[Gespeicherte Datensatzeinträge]

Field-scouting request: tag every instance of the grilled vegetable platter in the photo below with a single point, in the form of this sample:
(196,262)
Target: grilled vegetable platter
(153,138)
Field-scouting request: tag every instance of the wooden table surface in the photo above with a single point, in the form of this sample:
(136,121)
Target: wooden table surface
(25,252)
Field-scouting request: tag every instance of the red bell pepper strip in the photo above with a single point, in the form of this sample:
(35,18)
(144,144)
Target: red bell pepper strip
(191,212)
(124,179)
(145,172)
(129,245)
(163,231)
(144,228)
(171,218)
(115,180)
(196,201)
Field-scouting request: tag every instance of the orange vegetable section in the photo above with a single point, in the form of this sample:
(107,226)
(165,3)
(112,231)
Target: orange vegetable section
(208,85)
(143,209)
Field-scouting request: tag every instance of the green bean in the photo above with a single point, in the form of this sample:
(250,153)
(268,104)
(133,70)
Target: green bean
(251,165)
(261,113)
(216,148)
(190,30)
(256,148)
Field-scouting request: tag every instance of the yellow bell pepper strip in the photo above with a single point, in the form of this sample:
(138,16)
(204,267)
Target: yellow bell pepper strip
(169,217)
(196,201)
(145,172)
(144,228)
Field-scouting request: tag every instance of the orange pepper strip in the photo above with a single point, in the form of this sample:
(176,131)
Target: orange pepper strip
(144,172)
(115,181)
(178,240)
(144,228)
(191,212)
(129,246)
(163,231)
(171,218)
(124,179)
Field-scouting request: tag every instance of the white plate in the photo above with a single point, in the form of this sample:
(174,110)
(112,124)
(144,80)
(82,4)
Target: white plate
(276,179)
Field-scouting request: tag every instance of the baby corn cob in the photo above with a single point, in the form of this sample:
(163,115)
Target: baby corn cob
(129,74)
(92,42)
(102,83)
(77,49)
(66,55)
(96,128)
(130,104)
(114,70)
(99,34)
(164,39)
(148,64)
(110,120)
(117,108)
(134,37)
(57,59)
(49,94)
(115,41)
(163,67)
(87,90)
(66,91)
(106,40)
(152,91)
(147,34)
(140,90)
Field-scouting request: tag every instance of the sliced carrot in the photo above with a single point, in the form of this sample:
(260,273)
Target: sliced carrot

Aufgabe: Ersetze in sämtlichen Einträgen oben jedes Vorkommen von "Field-scouting request" durch "Annotation request" und gib die Zeilen ansonsten unverändert aus.

Aufgabenergebnis:
Annotation request: tag every instance of the grilled vegetable platter in the photo below with a single point, in the form of this sample:
(196,262)
Target: grilled vegetable platter
(153,138)
Annotation request: tag every instance of the wooden table surface in the photo above with a single point, in the form of this sample:
(136,121)
Target: wooden table surface
(25,252)
Annotation request: tag every instance of the red bell pepper strip in the photo above with a single point, in the form of this sample:
(35,18)
(144,144)
Target: red bell pepper strip
(191,212)
(124,179)
(145,172)
(129,245)
(163,231)
(144,228)
(171,218)
(115,180)
(196,201)
Annotation request: tag every instance of the orange vegetable section in the photo above with a single point, in the form of this sample:
(107,226)
(165,3)
(112,231)
Target: orange vegetable section
(208,85)
(143,209)
Annotation request: tag every instance of the green bean in the photo above with a single point, in the form of this sample:
(250,153)
(268,104)
(133,70)
Target: green bean
(251,165)
(261,113)
(216,148)
(190,30)
(256,148)
Annotation request: tag every instance of the yellow bell pepper strip in the photo above with a single point, in the form of this sample:
(138,16)
(204,267)
Target: yellow bell pepper strip
(169,217)
(196,201)
(145,172)
(144,228)
Annotation request: tag every instance of the orange pepper strip in the photo above with a single point, in the form of this sample:
(176,131)
Target: orange pepper strip
(144,172)
(115,181)
(178,240)
(144,228)
(191,212)
(129,246)
(163,231)
(171,218)
(124,179)
Annotation request: tag every instance of the white plate in the photo above with a single point, in the form of this sample:
(174,110)
(112,124)
(144,80)
(82,4)
Target: white plate
(276,179)
Annotation request: tag every instance of the baby corn cob in the photo above with a single point, in the form of this sample:
(163,115)
Target: baby corn cob
(129,74)
(92,42)
(102,83)
(77,49)
(66,55)
(96,128)
(130,104)
(114,70)
(99,34)
(164,39)
(148,64)
(110,120)
(117,108)
(134,37)
(57,59)
(49,94)
(115,41)
(163,67)
(87,90)
(66,91)
(106,40)
(152,91)
(147,34)
(140,90)
Annotation request: tag every instance of the sliced carrot in the photo above with a single point, in the form of this sample:
(260,273)
Target: sliced carrot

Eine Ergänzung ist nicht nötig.